▸ Objective
Return every line of the data below that contains the string "interior", matching case exactly.

▸ Records provided

..............................

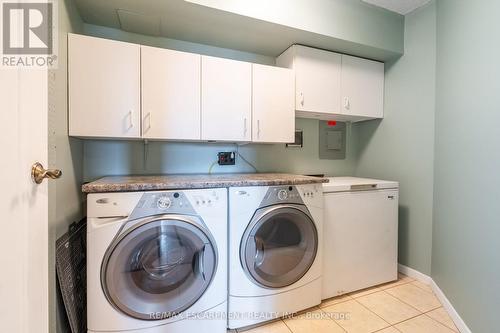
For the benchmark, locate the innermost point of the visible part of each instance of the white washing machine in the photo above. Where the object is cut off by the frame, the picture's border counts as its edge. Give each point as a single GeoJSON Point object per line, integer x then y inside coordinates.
{"type": "Point", "coordinates": [157, 261]}
{"type": "Point", "coordinates": [275, 245]}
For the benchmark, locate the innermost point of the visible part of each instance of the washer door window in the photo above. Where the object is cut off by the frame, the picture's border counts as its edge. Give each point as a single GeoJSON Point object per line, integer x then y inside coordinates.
{"type": "Point", "coordinates": [279, 245]}
{"type": "Point", "coordinates": [159, 267]}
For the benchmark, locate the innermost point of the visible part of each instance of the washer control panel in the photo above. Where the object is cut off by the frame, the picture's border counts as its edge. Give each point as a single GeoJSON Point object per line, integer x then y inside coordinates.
{"type": "Point", "coordinates": [281, 194]}
{"type": "Point", "coordinates": [155, 203]}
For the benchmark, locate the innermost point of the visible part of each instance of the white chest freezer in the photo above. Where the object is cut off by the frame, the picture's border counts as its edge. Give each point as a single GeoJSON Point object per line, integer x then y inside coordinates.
{"type": "Point", "coordinates": [360, 234]}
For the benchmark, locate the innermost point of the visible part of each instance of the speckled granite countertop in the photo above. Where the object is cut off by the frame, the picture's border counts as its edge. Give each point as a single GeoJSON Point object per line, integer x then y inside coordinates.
{"type": "Point", "coordinates": [171, 182]}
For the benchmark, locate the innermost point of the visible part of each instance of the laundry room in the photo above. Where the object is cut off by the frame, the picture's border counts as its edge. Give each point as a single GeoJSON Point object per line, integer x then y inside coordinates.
{"type": "Point", "coordinates": [296, 166]}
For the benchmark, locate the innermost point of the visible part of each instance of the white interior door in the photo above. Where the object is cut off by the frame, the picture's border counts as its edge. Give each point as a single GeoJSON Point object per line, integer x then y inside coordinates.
{"type": "Point", "coordinates": [24, 206]}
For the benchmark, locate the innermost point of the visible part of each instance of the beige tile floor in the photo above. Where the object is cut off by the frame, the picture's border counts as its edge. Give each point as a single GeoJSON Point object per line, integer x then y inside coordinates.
{"type": "Point", "coordinates": [403, 306]}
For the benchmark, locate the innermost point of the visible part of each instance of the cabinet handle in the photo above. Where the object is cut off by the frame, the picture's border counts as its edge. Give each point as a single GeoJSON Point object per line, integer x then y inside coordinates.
{"type": "Point", "coordinates": [130, 117]}
{"type": "Point", "coordinates": [347, 104]}
{"type": "Point", "coordinates": [148, 116]}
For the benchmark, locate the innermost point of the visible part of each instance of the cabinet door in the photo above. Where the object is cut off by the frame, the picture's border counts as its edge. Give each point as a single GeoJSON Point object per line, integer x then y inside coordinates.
{"type": "Point", "coordinates": [226, 97]}
{"type": "Point", "coordinates": [318, 75]}
{"type": "Point", "coordinates": [362, 87]}
{"type": "Point", "coordinates": [273, 114]}
{"type": "Point", "coordinates": [170, 94]}
{"type": "Point", "coordinates": [104, 88]}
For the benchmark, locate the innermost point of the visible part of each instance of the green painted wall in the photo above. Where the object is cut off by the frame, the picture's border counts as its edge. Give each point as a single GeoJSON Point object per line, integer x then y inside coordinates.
{"type": "Point", "coordinates": [133, 157]}
{"type": "Point", "coordinates": [122, 157]}
{"type": "Point", "coordinates": [65, 197]}
{"type": "Point", "coordinates": [400, 147]}
{"type": "Point", "coordinates": [466, 244]}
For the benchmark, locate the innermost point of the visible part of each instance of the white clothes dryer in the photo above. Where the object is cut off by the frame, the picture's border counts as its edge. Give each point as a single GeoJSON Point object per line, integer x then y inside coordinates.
{"type": "Point", "coordinates": [275, 251]}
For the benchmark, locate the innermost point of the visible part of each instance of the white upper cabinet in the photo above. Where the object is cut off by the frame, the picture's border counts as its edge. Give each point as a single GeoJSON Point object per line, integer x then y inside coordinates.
{"type": "Point", "coordinates": [329, 85]}
{"type": "Point", "coordinates": [273, 114]}
{"type": "Point", "coordinates": [104, 88]}
{"type": "Point", "coordinates": [317, 79]}
{"type": "Point", "coordinates": [226, 99]}
{"type": "Point", "coordinates": [170, 94]}
{"type": "Point", "coordinates": [362, 87]}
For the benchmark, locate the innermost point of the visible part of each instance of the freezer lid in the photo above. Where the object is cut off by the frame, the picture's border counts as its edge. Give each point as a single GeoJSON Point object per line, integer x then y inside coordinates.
{"type": "Point", "coordinates": [343, 184]}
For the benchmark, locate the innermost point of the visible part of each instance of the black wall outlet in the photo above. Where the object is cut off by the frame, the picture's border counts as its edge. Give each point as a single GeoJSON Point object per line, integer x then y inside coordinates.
{"type": "Point", "coordinates": [226, 158]}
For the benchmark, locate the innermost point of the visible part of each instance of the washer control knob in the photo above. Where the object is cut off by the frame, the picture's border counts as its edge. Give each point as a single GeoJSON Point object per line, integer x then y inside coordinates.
{"type": "Point", "coordinates": [164, 202]}
{"type": "Point", "coordinates": [282, 195]}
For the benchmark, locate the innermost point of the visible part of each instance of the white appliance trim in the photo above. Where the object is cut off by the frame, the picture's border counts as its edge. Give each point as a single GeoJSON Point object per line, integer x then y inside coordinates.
{"type": "Point", "coordinates": [459, 322]}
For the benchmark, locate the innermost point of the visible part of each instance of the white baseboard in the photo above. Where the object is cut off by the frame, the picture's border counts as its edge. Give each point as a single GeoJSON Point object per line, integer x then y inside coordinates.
{"type": "Point", "coordinates": [414, 274]}
{"type": "Point", "coordinates": [462, 327]}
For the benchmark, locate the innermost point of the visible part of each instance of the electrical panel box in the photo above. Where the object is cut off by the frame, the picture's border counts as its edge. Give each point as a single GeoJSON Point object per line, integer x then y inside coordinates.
{"type": "Point", "coordinates": [332, 140]}
{"type": "Point", "coordinates": [226, 158]}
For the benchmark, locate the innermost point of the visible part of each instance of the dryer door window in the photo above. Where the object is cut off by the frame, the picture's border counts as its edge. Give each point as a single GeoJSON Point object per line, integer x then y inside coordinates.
{"type": "Point", "coordinates": [159, 267]}
{"type": "Point", "coordinates": [279, 246]}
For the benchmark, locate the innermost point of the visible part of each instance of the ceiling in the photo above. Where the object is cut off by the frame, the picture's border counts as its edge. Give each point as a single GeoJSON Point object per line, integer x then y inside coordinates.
{"type": "Point", "coordinates": [186, 21]}
{"type": "Point", "coordinates": [402, 7]}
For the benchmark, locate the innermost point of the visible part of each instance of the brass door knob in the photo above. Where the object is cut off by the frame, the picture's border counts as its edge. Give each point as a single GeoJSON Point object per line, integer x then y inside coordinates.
{"type": "Point", "coordinates": [39, 173]}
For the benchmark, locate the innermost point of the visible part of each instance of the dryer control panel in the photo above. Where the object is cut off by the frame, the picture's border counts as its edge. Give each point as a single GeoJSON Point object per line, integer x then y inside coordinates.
{"type": "Point", "coordinates": [281, 194]}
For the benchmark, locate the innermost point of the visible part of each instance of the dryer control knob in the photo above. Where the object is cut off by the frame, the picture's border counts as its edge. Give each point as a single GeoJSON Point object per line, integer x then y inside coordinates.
{"type": "Point", "coordinates": [282, 195]}
{"type": "Point", "coordinates": [164, 203]}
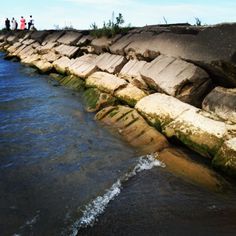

..............................

▸ Answer for this exercise
For the benchmark, locate the innermost point of the visible part of each instance of the white interior door in the photo above. Where the object is cut off by the frame, the picture's border counts as its edge. Give each point as a single GeoJSON Point object per line, integer x then y inside coordinates.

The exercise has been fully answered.